Given passage:
The Lane Bequest is a collection of 39 paintings from the estate of Sir Hugh Lane.  The collection is mainly paintings by French 19th-century artists, including several by the Impressionists, including masterpieces such as Manet's Music in the Tuileries (1862) and Renoir's The Umbrellas (c.1881), along with many more modest works.  The collection is owned by the National Gallery, London, but most of the paintings are now displayed at the Hugh Lane Gallery in Dublin. 

Since 1959 the two galleries have arranged rotations of works between them. In 2008 the whole bequest was exhibited together in Dublin for the first time in several decades.

Background
 
Lane was born in Ireland, grew up in England and elsewhere in Europe, and worked for most of his career as an art dealer in London.  He died in the sinking of the Lusitania in 1915, on the return from a visit to New York to finalise the sale of Holbein's portrait of Thomas Cromwell and Titian's Portrait of a Man in a Red Cap to Henry Clay Frick; both are now in the Frick Collection.  

For several years, Lane had been working on a project to establish a gallery of modern art in Dublin.  The Municipal Gallery of Modern Art opened at temporary premises at Clonmell House on Harcourt Street in 1908, and Lane commissioned two designs for a new permanent gallery from Edwin Lutyens.  The plans were rejected by Dublin city council, and the project which was to become the Hugh Lane Gallery was not fully unrealised at the time of his death.  Frustrated at the lack of progress in Dublin, Lane sent his collection on loan to the National Gallery in London in 1913.

Given request 1: Please return the part of the Lane Bequest passage starting with "Since 1959 the" and going on through "in several decades.", word for word.
Given request 2: According to the Lane Bequest passage, in what year did Lane send his collection on loan to the National Gallery in London?

Material:
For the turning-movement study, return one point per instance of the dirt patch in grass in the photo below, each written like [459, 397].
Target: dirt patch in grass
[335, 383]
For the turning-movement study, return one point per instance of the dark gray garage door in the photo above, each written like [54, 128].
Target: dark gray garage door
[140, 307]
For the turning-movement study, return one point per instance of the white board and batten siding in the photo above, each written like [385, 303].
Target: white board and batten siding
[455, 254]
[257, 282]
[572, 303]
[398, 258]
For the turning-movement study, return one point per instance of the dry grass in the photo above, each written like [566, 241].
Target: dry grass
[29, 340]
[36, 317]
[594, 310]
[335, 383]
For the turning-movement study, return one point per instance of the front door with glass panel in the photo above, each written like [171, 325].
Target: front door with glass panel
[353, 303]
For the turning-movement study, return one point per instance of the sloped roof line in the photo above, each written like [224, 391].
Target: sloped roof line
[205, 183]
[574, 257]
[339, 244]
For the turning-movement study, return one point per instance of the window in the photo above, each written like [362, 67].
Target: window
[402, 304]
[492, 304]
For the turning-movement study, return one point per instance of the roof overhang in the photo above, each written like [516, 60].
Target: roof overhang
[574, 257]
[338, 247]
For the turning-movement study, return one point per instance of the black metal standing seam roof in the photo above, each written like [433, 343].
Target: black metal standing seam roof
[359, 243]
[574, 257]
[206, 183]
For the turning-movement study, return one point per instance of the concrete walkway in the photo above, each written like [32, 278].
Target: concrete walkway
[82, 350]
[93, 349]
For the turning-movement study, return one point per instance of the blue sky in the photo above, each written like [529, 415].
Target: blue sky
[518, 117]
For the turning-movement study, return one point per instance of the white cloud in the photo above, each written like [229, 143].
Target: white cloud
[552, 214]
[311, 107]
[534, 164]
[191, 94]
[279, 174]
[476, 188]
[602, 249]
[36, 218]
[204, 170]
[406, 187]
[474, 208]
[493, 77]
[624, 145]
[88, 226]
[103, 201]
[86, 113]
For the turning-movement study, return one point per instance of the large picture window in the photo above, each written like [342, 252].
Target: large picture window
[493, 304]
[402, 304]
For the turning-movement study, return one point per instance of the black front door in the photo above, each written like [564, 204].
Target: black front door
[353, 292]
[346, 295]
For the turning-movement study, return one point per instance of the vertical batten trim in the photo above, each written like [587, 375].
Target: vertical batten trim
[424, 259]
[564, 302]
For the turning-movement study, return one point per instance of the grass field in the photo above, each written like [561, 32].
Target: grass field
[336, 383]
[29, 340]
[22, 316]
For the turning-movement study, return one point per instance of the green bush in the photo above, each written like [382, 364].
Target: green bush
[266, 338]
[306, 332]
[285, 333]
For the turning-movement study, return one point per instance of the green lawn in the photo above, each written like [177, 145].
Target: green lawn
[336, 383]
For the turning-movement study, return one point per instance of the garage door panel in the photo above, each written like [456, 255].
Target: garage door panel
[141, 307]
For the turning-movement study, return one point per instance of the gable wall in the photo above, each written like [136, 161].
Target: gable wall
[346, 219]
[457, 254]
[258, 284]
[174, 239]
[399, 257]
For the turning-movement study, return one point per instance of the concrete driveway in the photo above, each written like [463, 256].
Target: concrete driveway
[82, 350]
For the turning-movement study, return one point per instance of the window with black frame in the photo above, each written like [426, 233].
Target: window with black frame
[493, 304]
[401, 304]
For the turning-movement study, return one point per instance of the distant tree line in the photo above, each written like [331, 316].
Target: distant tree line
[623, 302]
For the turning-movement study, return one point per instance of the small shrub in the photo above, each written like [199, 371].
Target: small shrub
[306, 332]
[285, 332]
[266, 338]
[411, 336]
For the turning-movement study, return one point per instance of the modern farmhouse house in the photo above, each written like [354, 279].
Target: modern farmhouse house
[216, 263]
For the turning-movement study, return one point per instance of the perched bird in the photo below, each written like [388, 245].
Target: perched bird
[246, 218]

==

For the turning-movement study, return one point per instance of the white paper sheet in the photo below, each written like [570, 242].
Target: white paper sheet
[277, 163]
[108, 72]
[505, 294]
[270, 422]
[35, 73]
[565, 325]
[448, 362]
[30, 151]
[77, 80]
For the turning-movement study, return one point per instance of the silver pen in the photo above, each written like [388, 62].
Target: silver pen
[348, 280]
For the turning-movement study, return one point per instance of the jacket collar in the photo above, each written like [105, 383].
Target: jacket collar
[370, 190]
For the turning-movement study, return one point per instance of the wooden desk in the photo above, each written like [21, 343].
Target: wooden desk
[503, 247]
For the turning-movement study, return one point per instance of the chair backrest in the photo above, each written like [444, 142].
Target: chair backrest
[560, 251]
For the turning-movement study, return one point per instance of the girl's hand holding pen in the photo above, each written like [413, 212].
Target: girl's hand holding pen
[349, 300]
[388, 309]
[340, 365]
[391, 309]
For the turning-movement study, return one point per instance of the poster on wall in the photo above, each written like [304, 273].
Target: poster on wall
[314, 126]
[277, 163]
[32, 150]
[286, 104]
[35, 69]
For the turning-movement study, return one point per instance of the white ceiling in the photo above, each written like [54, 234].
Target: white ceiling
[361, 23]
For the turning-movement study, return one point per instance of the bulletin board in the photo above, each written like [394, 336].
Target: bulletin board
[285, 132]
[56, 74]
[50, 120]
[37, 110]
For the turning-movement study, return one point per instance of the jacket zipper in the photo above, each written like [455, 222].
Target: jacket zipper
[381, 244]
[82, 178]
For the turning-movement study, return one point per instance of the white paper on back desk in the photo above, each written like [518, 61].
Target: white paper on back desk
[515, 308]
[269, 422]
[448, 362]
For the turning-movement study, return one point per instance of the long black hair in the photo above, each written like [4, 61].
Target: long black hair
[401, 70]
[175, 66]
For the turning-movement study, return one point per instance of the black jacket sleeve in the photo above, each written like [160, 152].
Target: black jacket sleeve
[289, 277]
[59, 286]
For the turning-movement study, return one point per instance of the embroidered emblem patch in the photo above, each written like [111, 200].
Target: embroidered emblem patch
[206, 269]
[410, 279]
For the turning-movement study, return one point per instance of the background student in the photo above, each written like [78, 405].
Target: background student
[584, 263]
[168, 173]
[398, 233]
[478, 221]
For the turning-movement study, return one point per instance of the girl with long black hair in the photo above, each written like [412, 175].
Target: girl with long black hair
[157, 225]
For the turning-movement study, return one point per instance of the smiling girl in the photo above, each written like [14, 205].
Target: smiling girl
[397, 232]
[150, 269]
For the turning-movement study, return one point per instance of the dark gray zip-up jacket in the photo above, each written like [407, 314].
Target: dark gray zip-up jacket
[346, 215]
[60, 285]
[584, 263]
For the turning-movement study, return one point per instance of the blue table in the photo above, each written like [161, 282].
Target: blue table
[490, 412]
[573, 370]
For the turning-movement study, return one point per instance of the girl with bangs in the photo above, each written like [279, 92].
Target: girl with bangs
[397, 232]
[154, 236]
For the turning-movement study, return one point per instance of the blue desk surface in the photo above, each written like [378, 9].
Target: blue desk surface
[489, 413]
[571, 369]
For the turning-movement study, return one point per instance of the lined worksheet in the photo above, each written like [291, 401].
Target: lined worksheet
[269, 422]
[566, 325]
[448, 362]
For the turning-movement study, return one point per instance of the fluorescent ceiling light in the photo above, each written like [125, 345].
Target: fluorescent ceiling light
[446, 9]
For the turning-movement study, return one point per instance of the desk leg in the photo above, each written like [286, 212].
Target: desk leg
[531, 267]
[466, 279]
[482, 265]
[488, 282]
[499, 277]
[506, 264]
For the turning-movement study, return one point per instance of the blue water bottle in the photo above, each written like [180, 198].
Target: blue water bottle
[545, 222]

Written response 1:
Since 1959 the two galleries have arranged rotations of works between them. In 2008 the whole bequest was exhibited together in Dublin for the first time in several decades.

Written response 2: 1913